=== SUPPLIED MATERIAL ===

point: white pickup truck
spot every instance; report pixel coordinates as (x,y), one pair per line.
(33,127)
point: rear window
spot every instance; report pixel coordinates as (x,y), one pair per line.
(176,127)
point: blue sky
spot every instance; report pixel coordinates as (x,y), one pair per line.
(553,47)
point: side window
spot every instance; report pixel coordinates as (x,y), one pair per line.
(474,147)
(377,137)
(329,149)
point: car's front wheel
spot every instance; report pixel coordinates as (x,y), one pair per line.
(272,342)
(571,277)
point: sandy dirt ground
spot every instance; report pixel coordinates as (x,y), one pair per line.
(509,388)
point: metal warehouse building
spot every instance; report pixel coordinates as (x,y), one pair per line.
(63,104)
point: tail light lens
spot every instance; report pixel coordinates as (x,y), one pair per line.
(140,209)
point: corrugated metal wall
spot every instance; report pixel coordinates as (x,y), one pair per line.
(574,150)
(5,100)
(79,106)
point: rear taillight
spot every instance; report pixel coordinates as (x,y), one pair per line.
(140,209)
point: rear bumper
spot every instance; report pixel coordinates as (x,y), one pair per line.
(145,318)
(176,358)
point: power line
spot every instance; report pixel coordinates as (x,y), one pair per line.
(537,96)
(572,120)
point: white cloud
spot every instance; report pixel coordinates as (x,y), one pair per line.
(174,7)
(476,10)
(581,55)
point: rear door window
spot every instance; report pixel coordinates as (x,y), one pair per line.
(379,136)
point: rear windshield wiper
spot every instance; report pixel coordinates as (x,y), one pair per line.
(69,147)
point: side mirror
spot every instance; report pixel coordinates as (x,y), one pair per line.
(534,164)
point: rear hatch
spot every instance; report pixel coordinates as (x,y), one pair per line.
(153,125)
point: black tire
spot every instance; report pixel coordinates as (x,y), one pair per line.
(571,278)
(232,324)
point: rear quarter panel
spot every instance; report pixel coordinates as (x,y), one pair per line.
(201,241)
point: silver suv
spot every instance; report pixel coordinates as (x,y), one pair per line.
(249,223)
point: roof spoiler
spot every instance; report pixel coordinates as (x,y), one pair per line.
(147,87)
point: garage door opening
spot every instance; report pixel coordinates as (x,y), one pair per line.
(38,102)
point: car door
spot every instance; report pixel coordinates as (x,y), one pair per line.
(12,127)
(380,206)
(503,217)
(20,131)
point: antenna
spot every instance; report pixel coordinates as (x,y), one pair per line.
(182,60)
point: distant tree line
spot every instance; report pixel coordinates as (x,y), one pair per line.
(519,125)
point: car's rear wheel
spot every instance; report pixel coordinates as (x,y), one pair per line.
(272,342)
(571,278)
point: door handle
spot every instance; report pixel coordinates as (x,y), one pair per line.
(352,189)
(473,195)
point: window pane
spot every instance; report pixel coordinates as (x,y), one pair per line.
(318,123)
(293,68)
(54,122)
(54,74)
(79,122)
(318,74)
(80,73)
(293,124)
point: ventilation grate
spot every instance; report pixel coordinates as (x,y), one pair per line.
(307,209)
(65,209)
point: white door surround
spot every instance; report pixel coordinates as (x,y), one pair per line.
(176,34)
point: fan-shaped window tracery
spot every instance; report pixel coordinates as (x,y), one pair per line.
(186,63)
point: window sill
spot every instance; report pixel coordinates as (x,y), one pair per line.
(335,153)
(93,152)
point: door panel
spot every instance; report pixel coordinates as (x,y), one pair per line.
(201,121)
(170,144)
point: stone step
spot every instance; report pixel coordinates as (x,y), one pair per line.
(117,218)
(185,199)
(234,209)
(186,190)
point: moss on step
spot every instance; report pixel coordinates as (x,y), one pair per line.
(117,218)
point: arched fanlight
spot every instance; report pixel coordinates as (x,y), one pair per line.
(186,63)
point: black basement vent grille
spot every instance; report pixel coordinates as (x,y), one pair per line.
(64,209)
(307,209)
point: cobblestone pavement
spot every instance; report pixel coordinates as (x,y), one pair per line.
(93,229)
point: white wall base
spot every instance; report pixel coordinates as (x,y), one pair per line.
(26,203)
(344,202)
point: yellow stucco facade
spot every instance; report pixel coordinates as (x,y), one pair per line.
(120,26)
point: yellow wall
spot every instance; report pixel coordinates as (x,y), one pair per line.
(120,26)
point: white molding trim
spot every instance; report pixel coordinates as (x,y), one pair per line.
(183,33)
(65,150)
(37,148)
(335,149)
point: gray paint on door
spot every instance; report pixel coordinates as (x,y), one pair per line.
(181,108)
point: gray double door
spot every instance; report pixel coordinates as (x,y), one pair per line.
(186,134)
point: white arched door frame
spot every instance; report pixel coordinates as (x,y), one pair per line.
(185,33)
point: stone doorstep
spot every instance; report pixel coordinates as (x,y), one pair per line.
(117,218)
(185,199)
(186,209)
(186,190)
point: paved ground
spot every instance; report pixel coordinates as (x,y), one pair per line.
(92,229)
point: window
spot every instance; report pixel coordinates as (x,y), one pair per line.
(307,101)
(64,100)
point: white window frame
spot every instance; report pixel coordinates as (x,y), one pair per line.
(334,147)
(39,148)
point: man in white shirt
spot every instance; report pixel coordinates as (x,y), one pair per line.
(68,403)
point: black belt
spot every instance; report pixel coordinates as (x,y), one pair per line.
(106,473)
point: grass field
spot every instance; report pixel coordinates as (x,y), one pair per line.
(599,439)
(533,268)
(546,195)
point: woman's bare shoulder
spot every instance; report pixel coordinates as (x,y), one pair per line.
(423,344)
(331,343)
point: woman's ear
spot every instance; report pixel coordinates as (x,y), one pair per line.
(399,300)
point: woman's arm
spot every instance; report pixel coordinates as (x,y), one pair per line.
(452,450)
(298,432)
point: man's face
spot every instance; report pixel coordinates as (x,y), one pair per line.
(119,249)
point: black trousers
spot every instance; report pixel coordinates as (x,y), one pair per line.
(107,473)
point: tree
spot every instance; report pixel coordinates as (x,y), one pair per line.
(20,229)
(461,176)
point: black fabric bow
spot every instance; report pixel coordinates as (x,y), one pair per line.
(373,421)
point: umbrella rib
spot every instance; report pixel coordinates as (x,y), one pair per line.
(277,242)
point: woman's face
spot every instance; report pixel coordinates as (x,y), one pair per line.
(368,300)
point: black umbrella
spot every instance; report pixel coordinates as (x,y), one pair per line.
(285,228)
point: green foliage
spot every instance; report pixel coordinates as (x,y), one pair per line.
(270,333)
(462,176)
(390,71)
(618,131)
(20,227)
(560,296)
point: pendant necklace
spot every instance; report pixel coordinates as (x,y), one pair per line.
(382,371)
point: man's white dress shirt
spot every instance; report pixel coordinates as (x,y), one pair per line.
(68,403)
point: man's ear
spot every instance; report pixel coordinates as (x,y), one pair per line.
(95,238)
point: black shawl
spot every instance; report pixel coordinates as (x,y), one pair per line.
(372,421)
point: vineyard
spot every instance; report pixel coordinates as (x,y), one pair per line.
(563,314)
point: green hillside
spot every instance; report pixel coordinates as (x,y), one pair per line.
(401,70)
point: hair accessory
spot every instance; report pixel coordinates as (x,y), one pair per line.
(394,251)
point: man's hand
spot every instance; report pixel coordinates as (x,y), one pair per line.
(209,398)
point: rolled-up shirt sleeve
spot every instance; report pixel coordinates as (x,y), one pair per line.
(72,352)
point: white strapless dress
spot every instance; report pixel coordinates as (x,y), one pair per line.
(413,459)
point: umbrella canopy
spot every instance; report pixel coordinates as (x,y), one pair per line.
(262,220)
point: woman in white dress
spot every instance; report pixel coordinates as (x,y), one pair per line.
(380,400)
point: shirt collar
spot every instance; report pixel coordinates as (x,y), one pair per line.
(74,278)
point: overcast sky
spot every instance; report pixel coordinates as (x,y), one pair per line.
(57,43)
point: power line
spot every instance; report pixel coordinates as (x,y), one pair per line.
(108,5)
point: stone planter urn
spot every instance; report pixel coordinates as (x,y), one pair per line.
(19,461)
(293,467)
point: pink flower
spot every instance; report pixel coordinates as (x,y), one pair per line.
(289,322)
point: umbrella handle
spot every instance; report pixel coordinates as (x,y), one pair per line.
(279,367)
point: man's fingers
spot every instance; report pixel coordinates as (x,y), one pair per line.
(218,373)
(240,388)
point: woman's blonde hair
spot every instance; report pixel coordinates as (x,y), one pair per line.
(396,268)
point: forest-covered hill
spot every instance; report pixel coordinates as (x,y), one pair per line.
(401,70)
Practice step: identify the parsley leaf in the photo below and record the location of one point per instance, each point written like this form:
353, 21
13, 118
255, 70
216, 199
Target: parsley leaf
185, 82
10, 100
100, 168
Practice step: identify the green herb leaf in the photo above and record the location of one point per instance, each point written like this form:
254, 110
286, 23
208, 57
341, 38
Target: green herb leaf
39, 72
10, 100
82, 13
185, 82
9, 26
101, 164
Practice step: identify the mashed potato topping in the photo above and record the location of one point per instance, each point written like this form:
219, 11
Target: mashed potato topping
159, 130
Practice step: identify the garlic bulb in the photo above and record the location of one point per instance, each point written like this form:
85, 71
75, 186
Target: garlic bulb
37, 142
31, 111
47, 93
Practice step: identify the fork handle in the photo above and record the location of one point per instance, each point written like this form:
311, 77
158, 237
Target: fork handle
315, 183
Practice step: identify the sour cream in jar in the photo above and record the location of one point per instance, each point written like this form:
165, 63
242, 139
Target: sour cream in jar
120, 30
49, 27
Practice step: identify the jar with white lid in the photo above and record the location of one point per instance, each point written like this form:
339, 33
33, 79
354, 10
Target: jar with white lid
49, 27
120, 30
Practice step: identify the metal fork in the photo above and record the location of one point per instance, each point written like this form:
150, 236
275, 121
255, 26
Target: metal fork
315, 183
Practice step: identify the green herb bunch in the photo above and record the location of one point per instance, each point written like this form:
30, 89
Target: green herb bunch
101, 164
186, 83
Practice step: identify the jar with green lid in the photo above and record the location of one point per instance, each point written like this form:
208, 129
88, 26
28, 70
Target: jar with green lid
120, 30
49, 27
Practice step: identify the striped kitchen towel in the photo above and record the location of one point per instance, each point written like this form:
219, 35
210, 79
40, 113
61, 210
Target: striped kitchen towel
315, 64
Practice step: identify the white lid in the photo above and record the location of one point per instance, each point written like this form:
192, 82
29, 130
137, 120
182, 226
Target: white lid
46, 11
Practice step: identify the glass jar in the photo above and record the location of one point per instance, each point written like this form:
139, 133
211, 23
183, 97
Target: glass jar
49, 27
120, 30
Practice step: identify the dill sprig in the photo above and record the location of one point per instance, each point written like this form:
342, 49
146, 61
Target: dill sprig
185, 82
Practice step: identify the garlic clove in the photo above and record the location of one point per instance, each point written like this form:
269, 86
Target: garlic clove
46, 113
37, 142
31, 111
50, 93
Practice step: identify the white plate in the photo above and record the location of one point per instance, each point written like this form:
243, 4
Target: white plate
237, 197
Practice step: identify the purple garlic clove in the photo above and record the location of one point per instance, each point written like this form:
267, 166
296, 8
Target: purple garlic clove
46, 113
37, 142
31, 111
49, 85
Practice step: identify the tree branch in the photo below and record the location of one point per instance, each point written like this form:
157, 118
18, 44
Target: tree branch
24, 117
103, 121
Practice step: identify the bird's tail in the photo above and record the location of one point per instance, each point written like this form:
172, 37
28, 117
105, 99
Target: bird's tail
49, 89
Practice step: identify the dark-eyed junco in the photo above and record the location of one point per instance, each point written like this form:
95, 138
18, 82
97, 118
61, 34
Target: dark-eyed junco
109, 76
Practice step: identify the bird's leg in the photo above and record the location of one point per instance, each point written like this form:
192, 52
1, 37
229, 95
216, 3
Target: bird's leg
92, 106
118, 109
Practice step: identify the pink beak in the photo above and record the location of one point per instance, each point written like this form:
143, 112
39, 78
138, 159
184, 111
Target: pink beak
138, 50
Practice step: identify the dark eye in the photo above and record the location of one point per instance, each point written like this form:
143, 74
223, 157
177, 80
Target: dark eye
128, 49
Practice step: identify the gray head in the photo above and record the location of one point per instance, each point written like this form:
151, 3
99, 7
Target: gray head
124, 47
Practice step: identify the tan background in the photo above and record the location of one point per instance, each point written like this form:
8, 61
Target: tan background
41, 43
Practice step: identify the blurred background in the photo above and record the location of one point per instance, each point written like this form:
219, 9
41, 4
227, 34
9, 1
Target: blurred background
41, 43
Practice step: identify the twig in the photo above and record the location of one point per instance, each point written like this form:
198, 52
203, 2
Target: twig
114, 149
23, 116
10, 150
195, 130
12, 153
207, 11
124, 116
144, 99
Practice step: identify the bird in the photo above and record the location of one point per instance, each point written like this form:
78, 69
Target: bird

===

# WHAT THIS TASK INVOLVES
Please output exactly the lines between the one holding "point: ventilation grate" and the one holding "point: fan-shaped window tracery" in the records above, inclusive, and nothing more.

# RESPONSE BOX
point: ventilation grate
spot every instance; report pixel coordinates as (x,y), one pair per line.
(307,209)
(65,209)
point: white door surround
spot every instance; report pixel coordinates as (x,y), one pair per line.
(176,34)
point: fan-shaped window tracery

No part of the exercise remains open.